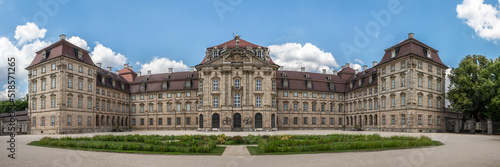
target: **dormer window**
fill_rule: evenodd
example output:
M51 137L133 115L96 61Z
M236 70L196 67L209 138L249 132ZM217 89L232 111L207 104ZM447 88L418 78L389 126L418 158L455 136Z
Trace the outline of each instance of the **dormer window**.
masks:
M78 59L83 59L83 56L82 56L82 51L78 51Z
M361 86L361 80L358 80L358 85Z
M115 86L116 86L115 81L113 81L113 82L111 83L111 85L113 85L113 87L115 87Z
M309 88L309 89L312 88L312 82L311 81L307 81L307 88Z
M287 80L283 81L283 87L288 87L288 81Z
M370 77L370 83L372 83L372 82L373 82L373 77Z
M167 83L166 82L163 83L162 88L163 89L167 89Z
M261 57L262 58L262 52L260 50L257 51L257 57Z
M335 88L335 85L333 83L330 83L330 90L333 90Z
M392 50L391 58L396 57L396 50Z
M104 77L102 77L102 78L101 78L101 83L102 83L102 85L106 85L106 82L105 82L105 80L104 80Z
M146 86L144 84L141 85L141 90L144 90Z
M326 79L328 79L330 81L330 80L332 80L332 77L326 77Z
M282 76L282 77L286 77L286 73L282 72L282 73L281 73L281 76Z
M45 50L42 52L42 59L47 59L47 52L45 52Z
M186 87L187 88L191 87L191 81L186 81Z
M240 88L240 80L239 79L234 80L234 88L236 88L236 89Z
M352 89L352 87L354 87L354 83L351 83L351 89Z
M212 50L212 57L215 58L215 57L218 57L219 56L219 52L217 52L217 48L214 48Z
M305 75L305 77L306 77L306 78L309 78L309 74L306 74L306 75Z
M122 88L122 90L125 89L125 85L123 85L123 83L120 85L120 87Z
M431 50L430 50L430 49L429 49L429 50L427 50L427 57L428 57L428 58L431 58Z

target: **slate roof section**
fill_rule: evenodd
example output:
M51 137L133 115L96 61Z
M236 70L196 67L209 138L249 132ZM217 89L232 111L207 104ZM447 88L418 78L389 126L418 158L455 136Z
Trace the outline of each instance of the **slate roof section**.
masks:
M104 79L105 84L103 84L101 77L105 77L105 79ZM115 81L115 87L113 87L113 84L112 84L113 80ZM121 88L122 83L124 84L123 89ZM110 89L130 93L130 86L129 86L128 81L125 78L123 78L122 76L119 76L119 75L112 73L108 70L99 69L97 71L96 84L97 84L97 86L103 86L103 87L107 87Z
M163 82L167 82L167 89L163 89ZM191 82L191 87L186 87L186 82ZM141 91L141 85L145 84L145 90ZM173 73L161 73L142 75L135 77L130 83L130 92L157 92L166 90L197 90L198 71L183 71Z

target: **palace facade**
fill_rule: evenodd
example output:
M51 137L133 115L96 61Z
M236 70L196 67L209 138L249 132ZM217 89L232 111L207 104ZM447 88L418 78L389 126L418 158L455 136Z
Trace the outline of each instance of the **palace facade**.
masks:
M26 67L29 129L439 132L448 67L437 52L410 33L372 68L285 71L267 47L236 35L207 48L190 71L142 74L127 64L115 72L101 68L61 35Z

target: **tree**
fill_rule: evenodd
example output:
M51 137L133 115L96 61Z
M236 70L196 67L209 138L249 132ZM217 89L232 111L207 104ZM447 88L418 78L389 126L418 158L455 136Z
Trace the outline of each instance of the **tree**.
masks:
M447 98L453 110L461 111L464 119L480 121L485 118L488 97L482 96L482 70L486 69L488 59L481 55L467 55L457 68L452 68ZM484 72L483 72L484 73ZM462 126L463 128L463 126ZM475 132L475 126L471 128Z
M0 101L0 113L8 113L11 112L12 109L14 111L22 111L28 109L28 95L25 97L17 99L15 103L10 102L9 100Z
M490 60L481 71L481 95L487 99L486 119L500 120L500 57Z

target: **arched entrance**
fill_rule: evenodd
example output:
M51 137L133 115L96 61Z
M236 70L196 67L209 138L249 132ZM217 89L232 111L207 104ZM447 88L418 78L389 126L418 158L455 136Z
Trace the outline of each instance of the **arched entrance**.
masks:
M95 126L99 126L99 115L96 115Z
M215 113L212 115L212 128L219 128L220 125L220 117L219 114Z
M276 124L276 118L275 117L276 116L274 116L274 114L271 115L271 128L276 128L276 125L275 125Z
M241 128L241 114L240 113L235 113L233 115L233 125L234 125L234 128Z
M262 128L262 114L255 114L255 128Z
M199 124L200 124L200 128L203 128L203 114L200 114Z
== == ==
Which lines in the material above include the string "Trace"? Pull them out.

Trace the outline of each instance of the **dormer window**.
Trace the outline of each instance of the **slate roof section**.
Trace the outline of each instance of the **palace facade**.
Trace the outline of each instance of the **tree**.
Trace the outline of each instance of the **arched entrance**.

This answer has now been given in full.